TEXT FOR ANALYSIS Start Marker

This article discusses the impacts of the Covid-19 lockdown on UK patients and their dental health using insights from the recent exclusive UK survey by Dr. Heff’s Remarkable Mints. You can download the full survey results by clicking on the download button:
The key insights from the survey are:
- 75% of adults are interested in learning how to improve their own dental health to prevent dental disease.
- 83% say they take dental/oral health seriously.
- A quarter of adults surveyed have brushed their teeth less often than normal during lockdown.
- More than half have eaten more chocolate, sweets, fizzy drinks (including alcohol) during lockdown.
- Due to concerns over Covid-19, TWICE as many patients would delay their routine dental appointments than attend.
From a national overview of dental expectations this survey is uplifting. We see the public is interested in dental health and in learning how to improve their own dental health. This is a cheering result, as the question was specifically framed to see if patients were prepared to take responsibility for their own toothcare to prevent dental disease. Happily, the majority are.
Although the enthusiasm for dental care appears strong, the will appears less so, particularly within the confines of lockdown. There is evidence in our survey that people are snacking and drinking more sugary foods and erosive beverages. This data is supplemented by information on sales from retailers showing a 35% increase in sales of sweets and a 25% increase in sales of soft drinks.
Like many dentists, I sent out information to our patients on how to look after their teeth during the pandemic. We will need to determine when we see our patients whether the information was in a format to change their habits or if too many other concerns overtook those about their dental health. It would certainly be worthwhile dentists reviewing their CPD to include the latest approaches to caries and erosion.

TEXT FOR ANALYSIS End Marker
DATA SECTION Start Marker

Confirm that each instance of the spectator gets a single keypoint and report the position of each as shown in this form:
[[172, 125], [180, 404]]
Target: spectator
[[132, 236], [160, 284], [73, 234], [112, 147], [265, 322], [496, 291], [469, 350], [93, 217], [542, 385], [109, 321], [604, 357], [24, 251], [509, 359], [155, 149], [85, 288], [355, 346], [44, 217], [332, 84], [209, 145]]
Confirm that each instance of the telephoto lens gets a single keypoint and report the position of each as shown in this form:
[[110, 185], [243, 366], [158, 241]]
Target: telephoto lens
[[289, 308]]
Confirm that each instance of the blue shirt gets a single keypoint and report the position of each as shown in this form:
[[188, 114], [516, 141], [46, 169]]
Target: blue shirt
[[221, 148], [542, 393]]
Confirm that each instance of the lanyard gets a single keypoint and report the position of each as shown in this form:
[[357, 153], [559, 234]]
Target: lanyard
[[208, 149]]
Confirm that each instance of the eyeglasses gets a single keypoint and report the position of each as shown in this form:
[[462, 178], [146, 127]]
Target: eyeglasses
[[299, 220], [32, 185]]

DATA SECTION End Marker
DATA SECTION Start Marker

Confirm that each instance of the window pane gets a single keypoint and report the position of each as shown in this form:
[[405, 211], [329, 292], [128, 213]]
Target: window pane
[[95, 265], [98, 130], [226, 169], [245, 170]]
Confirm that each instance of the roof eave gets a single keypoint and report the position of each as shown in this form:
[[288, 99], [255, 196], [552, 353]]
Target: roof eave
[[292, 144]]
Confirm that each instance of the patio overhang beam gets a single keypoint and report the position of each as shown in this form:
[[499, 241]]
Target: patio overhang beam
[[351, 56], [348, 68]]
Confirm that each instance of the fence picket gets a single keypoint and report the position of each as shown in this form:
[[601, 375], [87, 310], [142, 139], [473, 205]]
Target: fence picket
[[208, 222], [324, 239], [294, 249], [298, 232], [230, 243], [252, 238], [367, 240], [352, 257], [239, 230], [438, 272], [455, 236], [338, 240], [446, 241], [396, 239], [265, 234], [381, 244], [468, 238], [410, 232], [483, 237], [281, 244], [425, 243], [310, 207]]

DATA SECTION End Marker
DATA SECTION Start Marker

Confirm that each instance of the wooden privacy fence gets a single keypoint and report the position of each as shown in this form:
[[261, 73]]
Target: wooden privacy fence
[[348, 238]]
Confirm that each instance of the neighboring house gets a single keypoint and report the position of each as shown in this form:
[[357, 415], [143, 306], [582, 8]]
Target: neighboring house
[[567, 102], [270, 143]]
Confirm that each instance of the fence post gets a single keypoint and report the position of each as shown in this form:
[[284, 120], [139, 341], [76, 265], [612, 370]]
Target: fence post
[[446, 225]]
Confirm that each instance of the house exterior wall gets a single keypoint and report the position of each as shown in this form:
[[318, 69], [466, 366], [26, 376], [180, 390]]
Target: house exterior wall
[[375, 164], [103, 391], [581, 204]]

DATA SECTION End Marker

## PROBLEMS AND TASKS
(1) Repeat the lockdown dental survey article from "- More than" to "appointments than attend.", swapping "chocolate" for "biscuits".
(2) Carry on the lockdown dental survey article from the point where it stops.

## ACTIVITY ANSWERS
(1)
- More than half have eaten more biscuits, sweets, fizzy drinks (including alcohol) during lockdown.
- Due to concerns over Covid-19, TWICE as many patients would delay their routine dental appointments than attend.

(2)
The largest risk of missing three months of dentistry will be to the periodontally susceptible group of patients, as decreased oral hygiene and lack of maintenance from the dental team will no doubt have caused progression of disease. It is these patients who will need to be prioritized for review with hygienists as virtual consultations will not indicate bleeding scores and pocket depths.
There are concerns that as finances become tighter and dental costs escalate, more patients will be put off attending dentists and hygienists. This might be a good time to review how patients pay for their dentistry. Should dentists continue with a fee per item of service or consider an alternative approach that would allow a more regular revenue stream, as well as provide all the preventative/motivational benefits of regular hygienist care within a capitation scheme? Alternatively, should we be looking at other payment plan options to allow patients to fund their dentistry over longer periods with credit?
Dental practice is no doubt going to change. I am to be fit-tested for my respirator mask tomorrow and start back in dentistry on 8th June. My aim is to bring the enthusiasm and knowledge that I have garnered from all the CPD webinars over lockdown. I intend to change how I do dentistry for the greater satisfaction of my patients and myself.